- Document passage:
___

Ensemble Learning Techniques
What are the ensemble methods?
Ensemble learning is a technique which we try to combine several base model to get better performance of our model. Ensemble methods usually produce more accurate solutions than a single model would. The main hypothesis is that when weak models are correctly combined we can obtain more accurate and/or robust models. This is the reason why in many Kaggle competitions people use these kinds of techniques to get the optimal model.
Weak Learner/Base model
In ML, whenever we were doing classification or regression it is a very crucial part which model to choose which suits best for our application. This depends on several aspects like the number of features, the quantity of data, Outliers, etc.
While making a machine learning model we face problems like high bias and/or high variance. High bias is also known as Underfitting in which our model is over generalized. So it won’t be able to perform well on the training data as well as the testing data. And high variance is known as overfitting in which model captures noise also while training. So it will be able to perform well on training data but when it is tested on some other data from the same distribution as training data still it will not be able to perform well. We want our models to have low bias and low variance.
A low bias and a low variance, although they most often vary in opposite directions, are the two most fundamental features expected for a model. Indeed, to be able to “solve” a problem, we want our model to have enough degrees of freedom to resolve the underlying complexity of the data we are working with, but we also want it to have not too many degrees of freedom to avoid high variance and be more robust. This is the well-known bias-variance tradeoff.

___

- Supplied information:
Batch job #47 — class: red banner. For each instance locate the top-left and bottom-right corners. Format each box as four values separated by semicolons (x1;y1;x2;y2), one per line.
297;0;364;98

___

- Problems to solve:
1 - In the ensemble learning text, what other name is given to high bias?
2 - According to the ensemble learning text, why do people in many Kaggle competitions use ensemble techniques? Answer in one to three sentences.
3 - Resume the ensemble learning text, starting after its final sentence.

- Response list:
1 - Underfitting.

2 - The main hypothesis of ensemble learning is that weak models, when correctly combined, can produce more accurate and/or more robust models. The text gives this as the reason people in many Kaggle competitions use these techniques to get the optimal model.

3 -
Combining Weak Learners
While combining several weak learners it is not necessary that we must use homogeneous weak learners. We can use different weak learners as well.
But while making the choice of weak learners we need to keep in mind that if our model has high bias and low variance then it must be aggregated with the base model which will reduce bias. Similarly, we have to combine the model which is having high variance with the one which will reduce the variance.
Ensemble methods are meta-algorithms that combine several machine learning techniques into one predictive model in order to decrease variance (bagging), bias (boosting) or improve predictions (stacking).
Bagging stands for bootstrap aggregation. It is a parallel method in which we fit the data independently. It aims to produce an ensemble model which is more robust than individual weak learners.
First of all, we must know what does bootstrap means? It is a technique in which we choose M different training examples from the original training set of size N with replacements.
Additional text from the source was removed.